— start Supplied data —

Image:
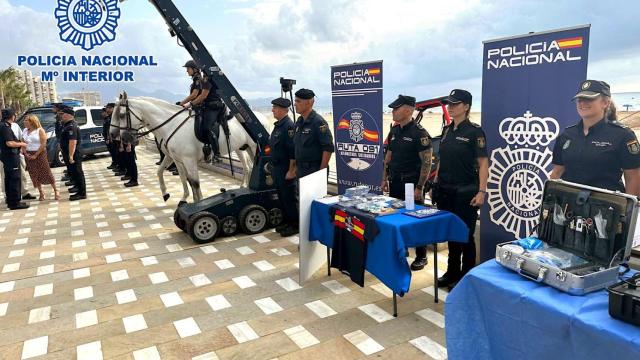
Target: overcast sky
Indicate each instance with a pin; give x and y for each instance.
(428, 47)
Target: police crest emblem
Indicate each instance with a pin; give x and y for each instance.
(356, 127)
(87, 23)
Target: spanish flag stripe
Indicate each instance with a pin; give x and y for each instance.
(570, 43)
(570, 39)
(371, 137)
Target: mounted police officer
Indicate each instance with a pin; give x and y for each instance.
(70, 145)
(210, 111)
(283, 164)
(107, 111)
(597, 151)
(10, 155)
(312, 139)
(461, 181)
(407, 160)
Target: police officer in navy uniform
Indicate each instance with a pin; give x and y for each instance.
(209, 109)
(461, 180)
(283, 164)
(313, 140)
(407, 159)
(10, 155)
(70, 141)
(597, 151)
(107, 111)
(57, 109)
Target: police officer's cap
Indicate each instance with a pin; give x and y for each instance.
(459, 96)
(281, 102)
(192, 64)
(590, 89)
(7, 113)
(403, 100)
(68, 110)
(305, 94)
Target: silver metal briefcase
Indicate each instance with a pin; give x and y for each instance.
(592, 225)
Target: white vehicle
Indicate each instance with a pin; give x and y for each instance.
(88, 118)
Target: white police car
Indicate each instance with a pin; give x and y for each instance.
(89, 120)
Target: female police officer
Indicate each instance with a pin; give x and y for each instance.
(462, 176)
(597, 151)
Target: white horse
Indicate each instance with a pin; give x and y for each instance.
(178, 140)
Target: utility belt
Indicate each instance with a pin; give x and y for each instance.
(307, 164)
(213, 105)
(404, 176)
(280, 162)
(10, 151)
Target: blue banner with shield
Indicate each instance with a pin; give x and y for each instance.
(357, 118)
(527, 85)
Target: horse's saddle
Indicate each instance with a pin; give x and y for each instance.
(208, 120)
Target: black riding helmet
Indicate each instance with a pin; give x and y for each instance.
(192, 64)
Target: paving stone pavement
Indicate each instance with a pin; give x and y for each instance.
(111, 277)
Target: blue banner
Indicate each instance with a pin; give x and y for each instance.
(357, 119)
(527, 85)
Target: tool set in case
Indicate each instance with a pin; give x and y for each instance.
(624, 300)
(584, 234)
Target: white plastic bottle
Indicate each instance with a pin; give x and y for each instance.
(408, 196)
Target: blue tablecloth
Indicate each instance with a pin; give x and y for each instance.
(494, 313)
(386, 254)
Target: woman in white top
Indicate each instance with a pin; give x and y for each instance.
(36, 156)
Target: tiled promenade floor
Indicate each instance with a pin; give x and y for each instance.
(112, 277)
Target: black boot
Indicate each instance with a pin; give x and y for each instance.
(206, 149)
(418, 264)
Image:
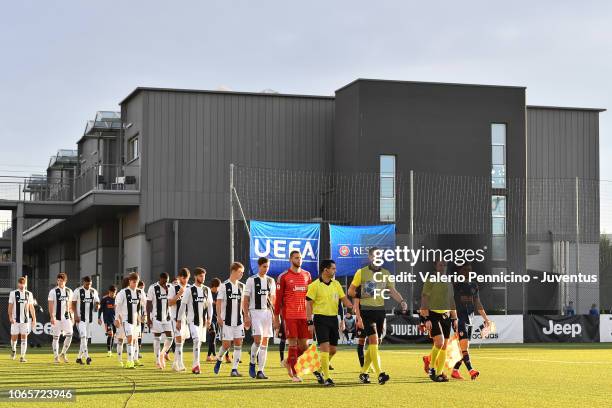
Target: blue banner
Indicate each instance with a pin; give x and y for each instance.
(350, 244)
(276, 240)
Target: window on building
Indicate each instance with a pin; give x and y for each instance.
(133, 148)
(387, 188)
(498, 155)
(498, 228)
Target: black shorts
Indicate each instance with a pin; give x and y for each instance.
(326, 329)
(373, 322)
(440, 324)
(465, 329)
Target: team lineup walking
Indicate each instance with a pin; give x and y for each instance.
(294, 307)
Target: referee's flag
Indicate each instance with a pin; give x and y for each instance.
(308, 362)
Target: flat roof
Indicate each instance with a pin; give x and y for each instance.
(207, 91)
(565, 108)
(427, 83)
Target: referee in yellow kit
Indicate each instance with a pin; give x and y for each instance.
(322, 300)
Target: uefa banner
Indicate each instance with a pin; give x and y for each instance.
(276, 240)
(605, 328)
(561, 329)
(350, 244)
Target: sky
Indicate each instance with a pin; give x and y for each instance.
(60, 62)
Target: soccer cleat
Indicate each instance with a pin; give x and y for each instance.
(426, 362)
(383, 378)
(456, 375)
(329, 383)
(364, 378)
(217, 366)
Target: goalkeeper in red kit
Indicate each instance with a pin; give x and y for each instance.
(291, 287)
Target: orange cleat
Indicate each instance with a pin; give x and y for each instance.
(456, 375)
(426, 362)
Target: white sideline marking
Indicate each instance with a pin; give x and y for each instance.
(514, 359)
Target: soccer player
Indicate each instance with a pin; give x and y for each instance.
(291, 288)
(106, 316)
(438, 311)
(60, 317)
(371, 312)
(128, 316)
(229, 317)
(467, 301)
(85, 300)
(213, 329)
(196, 308)
(22, 316)
(158, 318)
(175, 296)
(259, 296)
(323, 297)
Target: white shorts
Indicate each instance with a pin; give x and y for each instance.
(232, 332)
(197, 332)
(85, 329)
(20, 328)
(161, 326)
(261, 322)
(62, 327)
(184, 332)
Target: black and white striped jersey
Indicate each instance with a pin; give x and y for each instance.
(197, 305)
(61, 299)
(86, 302)
(21, 301)
(158, 296)
(230, 295)
(260, 291)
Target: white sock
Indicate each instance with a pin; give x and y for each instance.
(167, 345)
(67, 342)
(221, 352)
(55, 346)
(130, 346)
(178, 354)
(254, 350)
(237, 352)
(156, 345)
(120, 349)
(261, 357)
(196, 352)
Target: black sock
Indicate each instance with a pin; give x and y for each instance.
(281, 349)
(466, 360)
(360, 354)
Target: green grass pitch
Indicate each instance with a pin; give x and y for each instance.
(511, 376)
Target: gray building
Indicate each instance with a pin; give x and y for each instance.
(150, 186)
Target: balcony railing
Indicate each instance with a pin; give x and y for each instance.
(99, 177)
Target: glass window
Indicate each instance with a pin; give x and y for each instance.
(387, 188)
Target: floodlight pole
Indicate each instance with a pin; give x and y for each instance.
(231, 208)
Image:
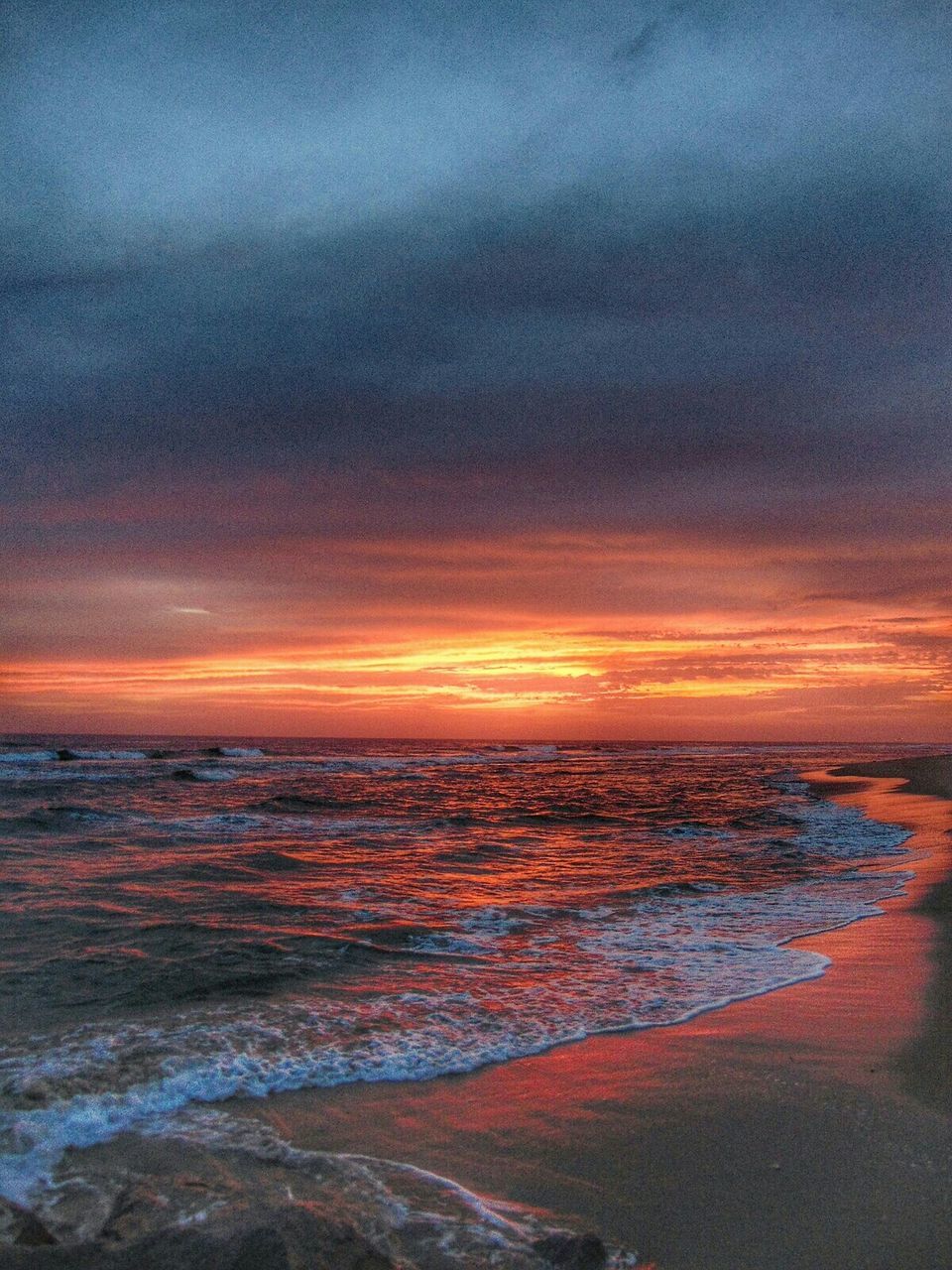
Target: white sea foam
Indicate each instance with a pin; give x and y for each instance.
(109, 754)
(662, 961)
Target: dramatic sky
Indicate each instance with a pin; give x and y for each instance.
(502, 368)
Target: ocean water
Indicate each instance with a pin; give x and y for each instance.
(189, 922)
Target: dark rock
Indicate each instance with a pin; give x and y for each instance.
(572, 1251)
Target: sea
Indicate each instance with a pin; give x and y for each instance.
(191, 922)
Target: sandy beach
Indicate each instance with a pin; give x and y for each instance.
(806, 1128)
(803, 1129)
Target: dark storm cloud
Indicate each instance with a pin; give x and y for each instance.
(665, 238)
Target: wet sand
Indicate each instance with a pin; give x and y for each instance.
(805, 1129)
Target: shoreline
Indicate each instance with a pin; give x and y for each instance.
(801, 1118)
(807, 1127)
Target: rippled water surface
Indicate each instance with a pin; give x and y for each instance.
(186, 921)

— end Supplied data —

▶ [Task instructions]: Quote the entries in full. Any image among them is to be omitted from the copy.

▶ [Full answer]:
Image:
Target: overcast sky
Indicate each instance with a pin; give x and y for each instance.
(428, 47)
Target: police crest emblem
Indicate each instance with a pin; give x and y for each instance.
(356, 127)
(87, 23)
Target: spanish flag stripe
Indicate each instance with a pin; give x and y for each instance.
(570, 43)
(570, 39)
(371, 137)
Target: mounted police officer
Indicate each instance with a pin; give x and y for each instance.
(70, 145)
(210, 111)
(283, 164)
(107, 111)
(597, 151)
(10, 155)
(312, 139)
(461, 181)
(407, 160)
Target: police officer in navy uniform
Indicate each instance with a pin; give x and y for each instance.
(209, 109)
(461, 180)
(283, 164)
(313, 140)
(407, 159)
(10, 155)
(70, 141)
(597, 151)
(107, 111)
(57, 109)
Target: police officer's cap
Indicate each instance with a pin; give x and y for each instance.
(459, 96)
(281, 102)
(192, 64)
(590, 89)
(7, 113)
(403, 100)
(68, 110)
(305, 94)
Target: silver metal briefcase
Indicate each instance with a pin; give x and y for each instance.
(592, 225)
Target: white vehicle
Indicate each instance with a pin; give x and y for each instance.
(88, 118)
Target: white police car
Indicate each instance with a pin; give x and y for each instance.
(89, 120)
Target: female police officer
Indicate each instance with a pin; give x and y for each instance.
(462, 176)
(597, 151)
Target: white horse
Indicate each instance with a pin; give x and y for each instance.
(178, 140)
Target: utility belt
Indicate each instance with a pin; give x and y for each instance.
(307, 164)
(213, 105)
(404, 176)
(280, 162)
(10, 151)
Target: blue banner with shield
Indicate each instance with a pin; give x and y for each instance.
(357, 118)
(527, 85)
Target: horse's saddle
Indicate each instance with a pin; give x and y for each instance.
(208, 120)
Target: black riding helmet
Indicate each instance with a pin; give x and y for each instance.
(192, 64)
Target: paving stone pavement
Indicate each instance with a pin; give x and y for each instance.
(111, 277)
Target: blue banner
Indicate each instance with a pin; give x and y for each instance.
(357, 119)
(527, 85)
Target: tool set in case
Indicate each instance with a pin; give x and y for each instance.
(624, 300)
(584, 234)
Target: white plastic bottle
Indicate each instance with a pin; give x and y for each instance.
(408, 196)
Target: blue tablecloth
Indicate each instance with a pin; give x and y for each instance.
(494, 313)
(386, 254)
Target: woman in white top
Indicate each instance with a pin; give x and y for each instance.
(36, 156)
Target: tiled promenade floor
Indicate each instance with a pin; give x and y for each instance.
(112, 277)
Target: black boot
Indicate each instance with a pin; give x and y for each instance.
(206, 149)
(418, 264)
Image:
Target: blue banner
Indicate each instance with a pin; give x and y for each instance.
(350, 244)
(276, 240)
Target: window on building
Indicate each instance with a pin; give x and y for each instance.
(133, 148)
(387, 188)
(498, 155)
(498, 228)
Target: black shorts
Indicate each instance with a pin; give x and y for each instance.
(326, 329)
(373, 322)
(440, 324)
(465, 329)
Target: team lineup walking
Indicate each instance with a pin; give x and y for each instance.
(294, 307)
Target: referee's flag
Indicate each instance with a pin; give x and y for each instance.
(308, 362)
Target: flat roof
Indicate each instance with a pin; give x and y for each instance.
(207, 91)
(565, 108)
(427, 83)
Target: referee in yellow kit
Indicate each instance with a pin; give x and y for each instance.
(322, 300)
Target: uefa banner
Indicate each instance with a pin; give x and y for each instance.
(276, 240)
(605, 328)
(561, 329)
(350, 244)
Target: sky
Indicate each instance with a pin; give x and y for each instance.
(60, 62)
Target: soccer cleat
Indicate each instance with a pin; give x and y for each instance.
(426, 362)
(383, 378)
(456, 375)
(329, 383)
(364, 378)
(217, 366)
Target: goalkeeper in red kit
Indicate each instance with a pin; give x and y for each instance.
(291, 287)
Target: orange cleat
Indicate each instance with a pin; give x and y for each instance.
(456, 375)
(426, 362)
Target: white sideline marking
Indicate each instance with a pin; give x and y for each instance.
(514, 359)
Target: soccer player
Indicate each instance with a pin; give x and y for each instance.
(291, 288)
(106, 316)
(438, 311)
(60, 317)
(371, 312)
(128, 316)
(229, 317)
(467, 301)
(85, 300)
(213, 329)
(196, 308)
(22, 316)
(158, 318)
(175, 296)
(259, 296)
(323, 297)
Target: white shorts
Indicate each instance with a pin; give x and y for each instance.
(232, 332)
(197, 332)
(85, 329)
(20, 328)
(161, 326)
(261, 322)
(62, 327)
(184, 332)
Target: black and white striped jersey
Indicate each instance with a pin; give x and y for each instance.
(197, 305)
(61, 299)
(86, 302)
(21, 301)
(158, 296)
(230, 295)
(260, 291)
Target: white sock
Indicate each instance with a pin; give x and y for each instance.
(167, 345)
(67, 342)
(221, 352)
(55, 346)
(130, 346)
(178, 354)
(254, 350)
(237, 352)
(156, 345)
(120, 349)
(261, 357)
(196, 352)
Target: black sock
Indicate each instance with a pin; give x and y for each instance.
(281, 349)
(466, 360)
(360, 354)
Target: green grass pitch
Indicate each instance with a pin; give x and y for each instance.
(511, 376)
Target: gray building
Indicate each instance with a pin; give x and y for each instance.
(150, 186)
Target: balcony railing
Indicate each instance with a pin; give x and y for each instance.
(99, 177)
Target: glass window
Indicate each instance with a pin; give x and y for each instance.
(387, 188)
Target: floodlight pole
Indicate each instance with a pin; give x and y for each instance.
(231, 208)
Image:
Target: white sea foam
Indicate each instance with a pin; give x and y for each instance.
(109, 754)
(662, 961)
Target: dramatic sky
Indicate each instance with a pin; give x and y for each instance.
(502, 368)
Target: ocean water
Indicate each instance with a pin; give x and y for each instance.
(189, 922)
Target: dark rock
Indicate each instance with a pin; give x and y for each instance.
(572, 1251)
Target: sea
Indicate each instance with a pin; give x and y for each instance.
(191, 922)
Target: sandy beach
Indicate each instance with a pin; give x and y for each instance.
(806, 1128)
(803, 1129)
Target: dark storm cloud
Indicate each instance with a pin; give x and y for each instance.
(665, 238)
Target: wet sand
Indicate each instance with a pin; give x and y for each instance.
(805, 1129)
Target: shoreline
Indicate each instance with a pin; give x and y for each instance.
(801, 1118)
(807, 1127)
Target: rippled water surface
Indicate each instance with a pin; give x and y for each instance.
(186, 921)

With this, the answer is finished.